Article:
○ ○ ○ ○ ○ ○ ○
Legal claims defining the scope of protection. Each claim is shown in both the original legal language and a plain English translation.
1. A driving integrated circuit comprising: a first receiver that receives a differential type pixel clock; a second receiver that receives a differential type image signal synchronized with the differential type pixel clock; a third receiver that receives a time multiplexed control signal which is the differential type signal synchronized with the differential type pixel clock and is obtained by time-multiplexing a plurality of control signals; and a control circuit that receives the differential type image signal through the second receiver by synchronized with the differential type pixel clock received by the first receiver, generates the differential type image signal driving an electro-optic device, receives the time multiplexed control signal through the third receiver by synchronized with the differential type pixel clock received by the first receiver, extracts the plurality of control signals from the time multiplexed control signal, and performs a driving control of the electro-optic device, wherein the control circuit includes a unit that extracts a command designating a driving mode of the electro-optic device within a vertical scanning period or a horizontal scanning period from the time multiplexed control signal and performs a driving control of the electro-optic device in the driving mode indicated by the extracted command.
An integrated circuit drives a display by receiving a differential pixel clock, a differential image signal synchronized with the clock, and a time-multiplexed differential control signal (containing multiple control signals). The circuit uses the pixel clock to sample both the image signal and the control signal. It extracts the individual control signals from the time-multiplexed signal and uses them to control the display, including extracting a command specifying the display's driving mode (like brightness or contrast) within each vertical or horizontal scanning period and adjusting the driving control accordingly.
2. The driving integrated circuit according to claim 1 , wherein the control circuit includes a unit that extracts a control signal indicating a vertical synchronization timing of the electro-optic device as the control signal from the time multiplexed control signal and generates a vertical synchronization signal for the electro-optic device.
The driving integrated circuit described above also extracts a control signal indicating the vertical synchronization timing of the electro-optic device from the time multiplexed control signal and generates a vertical synchronization signal for the electro-optic device, enabling proper frame refresh and image display timing.
3. The driving integrated circuit according to claim 2 , wherein the control circuit extracts a control signal by concatenating an additional signal designating the driving mode of the electro-optic device and the vertical synchronization signal, supplies the vertical synchronization signal to the electro-optic device, and performs a driving control of the electro-optic device in the driving mode indicated by the additional signal included in the control signal in the next vertical scanning period of the vertical scanning period started by the vertical synchronization signal.
Building upon the vertical synchronization signal generation, this integrated circuit concatenates an additional signal specifying the driving mode with the vertical synchronization signal. It then uses the combined signal to start a new vertical scanning period with the extracted vertical sync signal. The driving mode indicated by the additional signal is applied in the *next* vertical scanning period *after* the one started by the sync signal.
○ ○ ○ ○ ○ ○ ○
Collected data entries:
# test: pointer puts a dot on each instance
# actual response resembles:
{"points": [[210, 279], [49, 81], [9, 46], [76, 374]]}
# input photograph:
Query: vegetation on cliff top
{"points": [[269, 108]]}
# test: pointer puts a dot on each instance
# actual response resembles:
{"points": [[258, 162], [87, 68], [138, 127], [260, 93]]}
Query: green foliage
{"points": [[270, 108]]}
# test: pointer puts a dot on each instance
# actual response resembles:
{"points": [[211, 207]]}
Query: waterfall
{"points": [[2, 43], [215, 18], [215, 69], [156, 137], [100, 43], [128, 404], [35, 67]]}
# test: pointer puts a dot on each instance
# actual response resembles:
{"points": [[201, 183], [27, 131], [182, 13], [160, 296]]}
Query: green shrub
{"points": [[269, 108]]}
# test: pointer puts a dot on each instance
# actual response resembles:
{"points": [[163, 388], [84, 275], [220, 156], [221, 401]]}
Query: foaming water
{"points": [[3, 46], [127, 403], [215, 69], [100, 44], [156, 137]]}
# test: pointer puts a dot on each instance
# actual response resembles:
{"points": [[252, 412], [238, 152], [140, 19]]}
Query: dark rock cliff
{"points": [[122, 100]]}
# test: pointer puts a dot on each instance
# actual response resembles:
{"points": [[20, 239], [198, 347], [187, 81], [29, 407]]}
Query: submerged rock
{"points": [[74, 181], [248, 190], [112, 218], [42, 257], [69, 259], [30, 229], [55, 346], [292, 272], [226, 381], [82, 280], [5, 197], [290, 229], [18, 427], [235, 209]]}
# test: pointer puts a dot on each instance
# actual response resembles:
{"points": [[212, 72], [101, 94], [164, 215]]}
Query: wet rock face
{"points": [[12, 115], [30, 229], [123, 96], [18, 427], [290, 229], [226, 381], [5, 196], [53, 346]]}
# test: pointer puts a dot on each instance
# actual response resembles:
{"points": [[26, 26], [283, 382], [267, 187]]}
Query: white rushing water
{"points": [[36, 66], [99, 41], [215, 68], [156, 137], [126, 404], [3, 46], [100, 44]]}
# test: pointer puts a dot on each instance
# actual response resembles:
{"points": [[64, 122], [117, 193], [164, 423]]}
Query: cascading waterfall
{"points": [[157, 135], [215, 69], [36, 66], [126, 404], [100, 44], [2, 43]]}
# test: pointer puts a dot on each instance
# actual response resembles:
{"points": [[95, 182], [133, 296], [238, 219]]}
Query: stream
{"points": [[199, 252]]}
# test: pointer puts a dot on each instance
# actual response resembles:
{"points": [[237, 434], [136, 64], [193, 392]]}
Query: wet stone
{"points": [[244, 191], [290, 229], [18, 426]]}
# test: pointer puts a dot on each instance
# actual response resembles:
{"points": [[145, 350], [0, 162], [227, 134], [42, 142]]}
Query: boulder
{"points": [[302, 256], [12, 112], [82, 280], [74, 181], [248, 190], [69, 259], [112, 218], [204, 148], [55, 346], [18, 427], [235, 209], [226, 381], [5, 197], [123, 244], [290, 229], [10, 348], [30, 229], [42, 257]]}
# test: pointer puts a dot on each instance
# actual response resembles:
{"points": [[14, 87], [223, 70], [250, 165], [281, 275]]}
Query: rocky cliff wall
○ ○ ○ ○ ○ ○ ○
Instructions for the task: In the patent claims for the driving integrated circuit, what does the third receiver receive?

Result of the task: A time multiplexed control signal, which is a differential type signal synchronized with the differential type pixel clock and obtained by time-multiplexing a plurality of control signals.